Testo fornito:

--------------------------------

Il cammino del Manchester City in Premier League: dal difficile inizio al trionfo
L’11 maggio è una data che i tifosi del Manchester City ricordano con gioia. Proprio in quel giorno, nel lontano 2014, vinsero il campionato. Proprio quest’anno la storia si è ripetuta con la conquista della Premier League per la settima volta nella sua storia. E non sono dovuti nemmeno scendere in campo, grazie al Leicester che ha regalato ai Citizens la vittoria più dolce che ci sia. Infatti le Foxes hanno battuto i cugini degli Sky Blues, ovvero il Manchester United, espugnando l’Old Trafford per 2-1. Sono dieci i punti che separano i Red Devils e i Citizens, distacco che a tre giornate dalla fine è ormai incolmabile.
Eppure questo terzo titolo in quattro anni (e il quinto in nove) non era scontato. È lo stesso Guardiola a ribadirlo: "Sono stati la stagione e la Premier League più dure di tutte. Sono molto orgoglioso di questo gruppo".
Il girone d'andata è stato come scalare l'Everest. Forse ancora con la testa al deludente K.O contro il Lione a Lisbona (nella scorsa edizione della Champions League), l’inizio del campionato è stato terribile. Guardiola sembrava aver perso il suo sprint e il suo tocco magico: in sette partite era riuscito a vincerne solo tre. Ne aveva pareggiate altrettante, di cui due con squadre perfettamente alla sua portata (West Ham e soprattutto il neopromosso Leeds). Erano poi arrivate due pesanti sconfitte, sonore e casalinghe: contro il Tottenham di Mourinho e, prima, contro quel Leicester che si era importo per 5-2. La chiusura del girone d'andata faceva presagire una Premier League combattutissima, con tante squadre che si alternavano sulla vetta e distacchi ridotti all’osso: 41 il City, 40 lo United, 38 il Leicester, 36 il Tottenham, 35 l’Everton e via dicendo.

--------------------------------

Elenco:
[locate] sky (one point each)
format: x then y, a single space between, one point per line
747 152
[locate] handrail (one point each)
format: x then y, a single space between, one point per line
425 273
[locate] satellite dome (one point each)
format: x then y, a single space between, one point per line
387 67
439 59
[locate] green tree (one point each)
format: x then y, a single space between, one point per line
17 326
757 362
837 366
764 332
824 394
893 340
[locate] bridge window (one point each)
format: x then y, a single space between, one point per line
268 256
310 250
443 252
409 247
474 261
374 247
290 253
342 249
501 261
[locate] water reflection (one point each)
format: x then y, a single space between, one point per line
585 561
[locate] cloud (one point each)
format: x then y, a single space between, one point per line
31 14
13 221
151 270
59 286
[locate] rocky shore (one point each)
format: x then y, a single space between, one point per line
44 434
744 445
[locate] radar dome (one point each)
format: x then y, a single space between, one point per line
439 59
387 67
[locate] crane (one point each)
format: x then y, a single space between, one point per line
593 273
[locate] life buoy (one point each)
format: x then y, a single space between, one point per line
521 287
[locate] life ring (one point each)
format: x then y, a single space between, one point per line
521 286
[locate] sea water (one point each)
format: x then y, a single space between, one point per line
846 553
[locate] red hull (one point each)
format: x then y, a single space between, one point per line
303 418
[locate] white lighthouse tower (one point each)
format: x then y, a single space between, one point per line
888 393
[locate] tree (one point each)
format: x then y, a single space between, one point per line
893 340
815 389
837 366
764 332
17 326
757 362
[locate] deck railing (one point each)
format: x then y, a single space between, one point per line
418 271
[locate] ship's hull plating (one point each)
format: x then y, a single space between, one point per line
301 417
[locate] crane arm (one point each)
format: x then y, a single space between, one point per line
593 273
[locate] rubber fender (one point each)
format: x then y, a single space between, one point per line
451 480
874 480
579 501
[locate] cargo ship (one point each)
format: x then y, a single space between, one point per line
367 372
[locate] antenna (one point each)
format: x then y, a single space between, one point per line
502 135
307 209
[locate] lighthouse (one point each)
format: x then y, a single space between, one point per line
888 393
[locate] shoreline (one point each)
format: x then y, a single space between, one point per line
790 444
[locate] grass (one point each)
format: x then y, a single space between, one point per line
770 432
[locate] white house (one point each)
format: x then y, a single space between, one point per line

--------------------------------

Compiti:
1. Rispondi a queste domande sul testo relativo al Manchester City:
(a) In quale anno, oltre a quest'anno, il City ha vinto il campionato l'11 maggio?
(b) Con quale punteggio il Leicester ha battuto il Manchester United all'Old Trafford?
(c) Quanti punti aveva il City alla chiusura del girone d'andata?
2. Ricopia dai record il tratto che va dalla riga contenente "[locate] grass (one point each)" fino alla fine dei record, estremi compresi.

Risposte:
1.
(a) Nel 2014.
(b) 2-1.
(c) 41 punti.

2.
[locate] grass (one point each)
format: x then y, a single space between, one point per line
770 432
[locate] white house (one point each)
format: x then y, a single space between, one point per line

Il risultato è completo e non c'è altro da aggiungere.